We eventually arrived in Patagonia after our 2 day delay in Buenos Aires, a domestic flight to Bariloche and a gruelling 30 hour bus ride to El Calafate!
On our first day we headed to El Calafate's tourist hot spot - Perito Moreno Glacier which is located in the Parque Nacional Los Glaciares. After seeing the spectacular frozen landscape I can understand why the glacier is one of Argentina's biggest tourist attraction, described as one of the world's natural wonders.
We got a boat ride that took us up to Perito Moreno's southern face where we could clearly see the huge mass of ice in all it's glory. Walking around the footbridges that surround the glacier you constantly hear the loud and eery echoing of the glacier creaking and cracking before the pressure succumbs and glacial chunks fall and crash into the icy depths below. Luckily, we got to witness a few of these ruptures which was an incredible experience.
Once you have seen the glacier there isn't a great deal left to do in El Calafate so we excitedly headed 2 hours north to Argentina's hiking capital - El Chaltén.

........

* [Given problem 1]: Decide whether each statement agrees with the Patagonia travel post, answering yes or no and quoting the words that settle it: (a) The bus ride to El Calafate lasted 30 hours. (b) Perito Moreno Glacier lies within Parque Nacional Los Glaciares. (c) The boat ride went up to the glacier's northern face.
* [Given problem 2]: In the Patagonia travel post, what title is given to El Chaltén?
* [Given problem 3]: Pick up the Patagonia travel post after its final sentence and carry it forward.
The lines after this point come from an unrelated source.

* [Given information]:

........

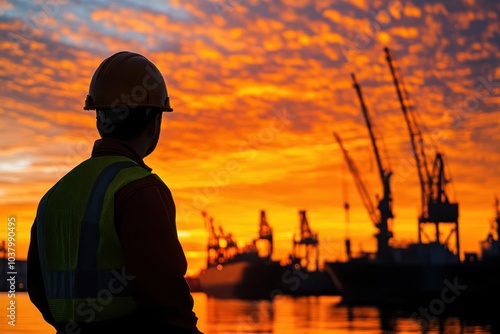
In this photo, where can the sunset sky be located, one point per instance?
(258, 88)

........

* [Reply 1]:
(a) Yes: "a gruelling 30 hour bus ride to El Calafate"
(b) Yes: "Perito Moreno Glacier which is located in the Parque Nacional Los Glaciares"
(c) No: "took us up to Perito Moreno's southern face"

* [Reply 2]: Argentina's hiking capital.

* [Reply 3]:
Driving along side the snow covered spires of Monte Fitz Roy and Cerro Torre we arrived in the quaint, rural town which is located within the national park with numerous hikes on your doorstep.
According to the locals we chose the best season to enjoy Patagonia's beautiful and colourful scenery - autumn leafs have changed to a warm shade of red and orange, the mountain tips are covered in crisp white snow and the sky is bright and blue.
We completed several of the recommended hikes, some more strenuous than others. All of Patagonia's landscape is truly breathtaking, filled with turquoise lakes, glaciers and stunning view points with the Andes backdrop but the highlight of our 7 days in El Chaltén was our hike to Monte Fitz Roy.
The most difficult part of the 9 hour walk was the steep and uneven 750m ascent to the top. The narrow path was covered in snow and ice, winding up and around the mountain with a treacherous vertical drop to the side of you. I, unfortunately, only made it half way up before turning back, as my legs quivered like Bambi on ice! Nick braved it and got to see the stunning summit of Fitzroy and Laguna de Los Tres.
In order to rejuvenate our aching and tired limbs after days of hiking we have sampled quite a lot of the local and ridiculously cheap carne! Always washed down with a bottle (sometimes several) of Malbec!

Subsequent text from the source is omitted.